● What this task involves: Transcribe each of the lines below with no changes.

● Task input:
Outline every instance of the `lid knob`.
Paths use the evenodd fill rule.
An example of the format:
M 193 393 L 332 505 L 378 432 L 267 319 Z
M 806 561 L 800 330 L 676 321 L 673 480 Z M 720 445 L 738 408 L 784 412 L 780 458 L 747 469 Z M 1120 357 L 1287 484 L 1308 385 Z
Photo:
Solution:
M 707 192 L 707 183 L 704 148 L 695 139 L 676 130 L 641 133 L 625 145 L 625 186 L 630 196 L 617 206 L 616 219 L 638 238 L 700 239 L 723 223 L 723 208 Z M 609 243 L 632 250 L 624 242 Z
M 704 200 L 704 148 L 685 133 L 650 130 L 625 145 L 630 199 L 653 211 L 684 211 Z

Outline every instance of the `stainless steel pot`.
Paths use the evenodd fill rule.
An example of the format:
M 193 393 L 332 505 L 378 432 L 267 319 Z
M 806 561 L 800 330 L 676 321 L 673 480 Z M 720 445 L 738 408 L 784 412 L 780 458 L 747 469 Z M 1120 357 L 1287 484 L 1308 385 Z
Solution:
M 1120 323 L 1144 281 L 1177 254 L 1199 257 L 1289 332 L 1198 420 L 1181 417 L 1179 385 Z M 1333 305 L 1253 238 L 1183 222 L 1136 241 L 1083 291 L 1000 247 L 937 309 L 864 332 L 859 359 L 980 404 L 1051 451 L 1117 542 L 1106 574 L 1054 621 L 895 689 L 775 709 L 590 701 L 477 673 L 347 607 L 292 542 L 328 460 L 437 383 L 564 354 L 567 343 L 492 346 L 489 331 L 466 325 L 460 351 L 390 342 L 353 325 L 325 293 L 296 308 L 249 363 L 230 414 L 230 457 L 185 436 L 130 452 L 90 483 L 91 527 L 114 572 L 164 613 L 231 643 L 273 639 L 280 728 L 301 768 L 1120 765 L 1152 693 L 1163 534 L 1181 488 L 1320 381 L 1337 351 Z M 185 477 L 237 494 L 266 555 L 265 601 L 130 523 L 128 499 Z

● Answer to this exercise:
Outline every instance of the `lid knob`.
Paths use the evenodd fill rule.
An example of the format:
M 193 393 L 332 505 L 378 432 L 267 319 Z
M 806 561 L 800 330 L 676 321 L 673 480 Z M 720 445 L 738 408 L 784 412 L 780 458 L 747 469 Z M 1120 357 L 1287 484 L 1308 385 Z
Photo:
Solution:
M 707 192 L 707 183 L 704 148 L 695 139 L 676 130 L 641 133 L 625 145 L 625 186 L 630 196 L 617 206 L 616 219 L 638 238 L 700 239 L 723 223 L 723 208 Z M 609 243 L 632 250 L 624 242 Z
M 704 200 L 704 148 L 685 133 L 650 130 L 625 145 L 630 199 L 653 211 L 684 211 Z

Outline every instance of the `stainless steel pot`.
Paths use the evenodd fill rule.
An example of the format:
M 193 393 L 332 505 L 378 432 L 267 319 Z
M 806 561 L 800 330 L 676 321 L 673 480 Z M 720 445 L 738 408 L 784 412 L 780 458 L 747 469 Z M 1120 357 L 1287 484 L 1308 385 Z
Solution:
M 1120 323 L 1144 281 L 1177 254 L 1199 257 L 1289 332 L 1198 420 L 1181 417 L 1179 385 Z M 1333 305 L 1253 238 L 1183 222 L 1136 241 L 1083 291 L 1000 247 L 937 309 L 864 332 L 859 359 L 980 404 L 1051 451 L 1117 542 L 1106 574 L 1054 621 L 895 689 L 775 709 L 590 701 L 477 673 L 347 607 L 292 542 L 328 460 L 437 383 L 564 354 L 567 343 L 492 346 L 489 331 L 466 325 L 460 351 L 390 342 L 353 325 L 325 293 L 296 308 L 249 363 L 230 414 L 230 457 L 185 436 L 130 452 L 90 483 L 91 527 L 114 572 L 164 613 L 231 643 L 273 639 L 280 728 L 301 768 L 1120 765 L 1152 693 L 1163 534 L 1181 488 L 1320 381 L 1337 351 Z M 185 477 L 237 494 L 266 555 L 265 601 L 130 523 L 128 499 Z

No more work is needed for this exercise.